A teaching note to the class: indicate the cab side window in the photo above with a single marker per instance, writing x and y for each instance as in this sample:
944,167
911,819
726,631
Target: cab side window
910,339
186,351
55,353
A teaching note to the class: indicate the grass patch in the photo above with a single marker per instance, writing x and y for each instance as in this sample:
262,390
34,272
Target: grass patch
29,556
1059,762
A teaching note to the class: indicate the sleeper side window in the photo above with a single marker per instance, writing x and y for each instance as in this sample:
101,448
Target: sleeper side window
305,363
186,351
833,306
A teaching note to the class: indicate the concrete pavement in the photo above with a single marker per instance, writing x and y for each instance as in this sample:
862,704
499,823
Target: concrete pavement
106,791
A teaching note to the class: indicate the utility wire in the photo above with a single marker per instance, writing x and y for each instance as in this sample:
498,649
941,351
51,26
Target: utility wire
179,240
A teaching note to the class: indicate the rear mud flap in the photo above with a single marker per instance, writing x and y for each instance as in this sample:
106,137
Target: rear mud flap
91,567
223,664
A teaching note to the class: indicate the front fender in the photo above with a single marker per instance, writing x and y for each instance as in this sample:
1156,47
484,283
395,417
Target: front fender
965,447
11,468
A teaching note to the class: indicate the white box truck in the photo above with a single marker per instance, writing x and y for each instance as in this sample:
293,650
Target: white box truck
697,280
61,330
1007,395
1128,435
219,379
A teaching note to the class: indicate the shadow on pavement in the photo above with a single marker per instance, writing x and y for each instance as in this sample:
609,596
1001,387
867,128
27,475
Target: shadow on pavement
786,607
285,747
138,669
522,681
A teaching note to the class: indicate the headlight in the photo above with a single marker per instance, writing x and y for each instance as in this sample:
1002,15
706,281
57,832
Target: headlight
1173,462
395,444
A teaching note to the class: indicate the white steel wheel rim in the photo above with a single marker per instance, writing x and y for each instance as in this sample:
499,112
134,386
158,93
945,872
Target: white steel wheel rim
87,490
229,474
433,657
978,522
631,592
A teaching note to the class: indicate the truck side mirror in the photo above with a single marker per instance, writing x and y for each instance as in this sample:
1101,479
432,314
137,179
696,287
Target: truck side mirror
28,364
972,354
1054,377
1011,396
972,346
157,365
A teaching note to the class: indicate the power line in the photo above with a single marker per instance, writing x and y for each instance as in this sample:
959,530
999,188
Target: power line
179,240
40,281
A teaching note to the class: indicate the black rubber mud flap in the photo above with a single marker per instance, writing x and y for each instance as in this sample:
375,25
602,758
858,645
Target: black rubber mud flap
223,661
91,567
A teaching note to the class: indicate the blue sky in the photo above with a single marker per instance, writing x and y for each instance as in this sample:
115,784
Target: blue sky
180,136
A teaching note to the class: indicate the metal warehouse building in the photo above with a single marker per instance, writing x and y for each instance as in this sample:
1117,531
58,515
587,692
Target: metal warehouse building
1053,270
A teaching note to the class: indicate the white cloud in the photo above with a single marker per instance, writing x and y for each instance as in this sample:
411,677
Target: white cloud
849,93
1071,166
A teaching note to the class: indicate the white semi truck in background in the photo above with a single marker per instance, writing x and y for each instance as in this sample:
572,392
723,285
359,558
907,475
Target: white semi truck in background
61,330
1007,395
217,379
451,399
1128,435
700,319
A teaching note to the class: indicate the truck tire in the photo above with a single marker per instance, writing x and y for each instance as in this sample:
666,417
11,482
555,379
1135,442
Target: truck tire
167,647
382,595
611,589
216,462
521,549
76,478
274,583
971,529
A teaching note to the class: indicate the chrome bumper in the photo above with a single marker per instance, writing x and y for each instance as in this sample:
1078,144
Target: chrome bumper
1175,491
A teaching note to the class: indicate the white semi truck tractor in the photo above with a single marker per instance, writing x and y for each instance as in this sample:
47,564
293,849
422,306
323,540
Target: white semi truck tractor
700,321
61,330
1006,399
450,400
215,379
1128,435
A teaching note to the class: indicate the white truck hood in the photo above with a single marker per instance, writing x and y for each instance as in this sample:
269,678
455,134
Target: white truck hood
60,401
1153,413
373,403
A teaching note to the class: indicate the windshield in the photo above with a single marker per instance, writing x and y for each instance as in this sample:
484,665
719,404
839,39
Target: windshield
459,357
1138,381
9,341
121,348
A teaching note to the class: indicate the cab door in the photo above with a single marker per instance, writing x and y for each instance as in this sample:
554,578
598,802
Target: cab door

____

# Job
Reproduce all of the data above with "marker" renamed to "point" wherever it occurs, leaving everything else unchanged.

# Task answer
A teaching note to the class: indicate the cab side window in the photo above with a single point per instance, writing x and y for each instance as in this sample:
944,167
911,819
726,631
Target: cab side window
910,339
186,351
55,353
A teaching note to the class: indicate the grass patch in the photo above with a single point per instance, writing x and y for each instance as in this sample:
262,390
34,272
Target: grass patch
29,556
1059,762
A teaching note to the class: indicate the sleeper side window in the photo above with a single point per instance, writing x and y for each instance as in this sample:
101,448
Target: sleeper side window
305,363
186,351
833,306
A teaching note to the class: indicate the concrete pavement in the photo above with a single point per instance, writing x and y for each instance as in this sample:
862,704
499,823
Target: concrete pavement
106,791
A teaching note to the class: indicate the utility wire in the photo above with a single point per instance, writing x and y for each instance as in this sample:
498,649
941,351
51,26
Target: utility wire
179,240
A teaching note to the class: indicate the rear mud flap in the photo above with a single point per instance, writing x and y for each instance as in this sample:
106,137
Target: rear mud flap
91,567
223,664
A teaching note to the class: indicate the front fender in the photo above with a single point per instance, writing x and y for each instance as in this sample:
1156,47
484,283
395,417
Target: front fender
965,447
11,468
A teaching note to the class: indicate the white box truck in the photo above with a single point per instance, writing x and y for each instance as in this sample:
293,650
Target: white box truck
697,280
61,330
1007,395
1128,435
219,379
A teaching note to the class: indicate the shadow on pavement in the photo above with a single point per instance, writing x and y for each instance as in this sample:
609,596
1001,387
867,128
27,475
Target: shadow on pavement
786,607
285,747
138,669
522,681
A teaching note to the class: indicate the headlight in the photo above with a single point per instance, writing x and y for each instance as in this sample:
1002,15
706,281
57,832
Target: headlight
1173,462
395,444
A teaching note to the class: indicate the white steel wheel rim in the photo above with a single point per instance, writing x and y for each instance as in this sample:
499,112
134,386
158,93
945,872
Target: white steel wheel rim
87,490
229,474
433,657
978,522
631,592
A teaching note to the class: indicate the truck side mirror in the photo above with a single point per instance, writing x and y for each instance as in this sample:
1101,479
432,314
137,179
696,287
Target: truck side mirror
28,364
972,354
1054,377
1011,396
972,346
157,365
A teaching note to the class: indicate the power line in the photo above with a single point per instance, writing x and y for each instance as in this sample:
959,530
999,188
Target: power line
179,240
40,281
A teaching note to the class: indicate the black rubber mud flap in the photo above with a single point per instance, writing x and y for each instance as in this sample:
375,25
602,758
858,645
Target: black rubber mud flap
223,661
91,567
A teaching note to the class: indicate the blue sky in the photo above with a single point per instance, writing x and y for each instance as in this sample:
115,784
Target: blue sky
180,136
A teaching note to the class: indicate the metal warehouse building in the photo above with a single point per instance, writing x and y for each instance as in this sample:
1117,531
58,515
587,692
Target: metal warehouse building
1053,270
A teaching note to the class: indicate the white cloud in the photo above with a single point per instance, writing x and y for each instance as in this sample:
411,677
Target: white cloud
849,93
1071,166
A teaching note to the class: indicate the white semi truck in background in the photo above with a single point per instance, writing x and y for each instance as in this sample:
572,392
723,285
359,558
907,475
Target: white semi truck in background
61,330
1007,395
217,379
451,399
1128,435
700,319
A teaching note to the class: indicate the truck tire in the photo above with a single point per instance, writing x and y for each instance as in this sample:
666,417
11,482
555,379
1135,442
Target: truck tire
167,647
382,595
611,589
216,462
521,549
76,478
274,583
971,529
A teaching note to the class: indicate the chrome bumper in the photo above with a single point per instance, writing x and y for each instance as in this sample:
1078,144
Target: chrome bumper
1175,491
A teaching note to the class: indicate the white semi truck tractor in the photo above with a single point per instance, writing x and y for each instance as in this sample:
47,564
293,849
422,306
323,540
Target: white semi truck tractor
700,321
61,330
1006,399
450,400
215,379
1128,435
A teaching note to the class: indicate the white truck hood in the photo above with a single point per instance, writing x and y for each instance as in this sample:
269,678
455,134
Target: white truck hood
60,401
1153,413
373,403
A teaching note to the class: indicate the windshield in the photo above with a single point per instance, writing x and y for each instance as in this sample:
484,665
719,404
839,39
Target: windshield
459,357
1138,381
9,341
121,348
A teaching note to the class: indicate the cab door in the photo above with a single point per instance, writing x and y for each instance as in this sample:
554,578
598,802
Target: cab door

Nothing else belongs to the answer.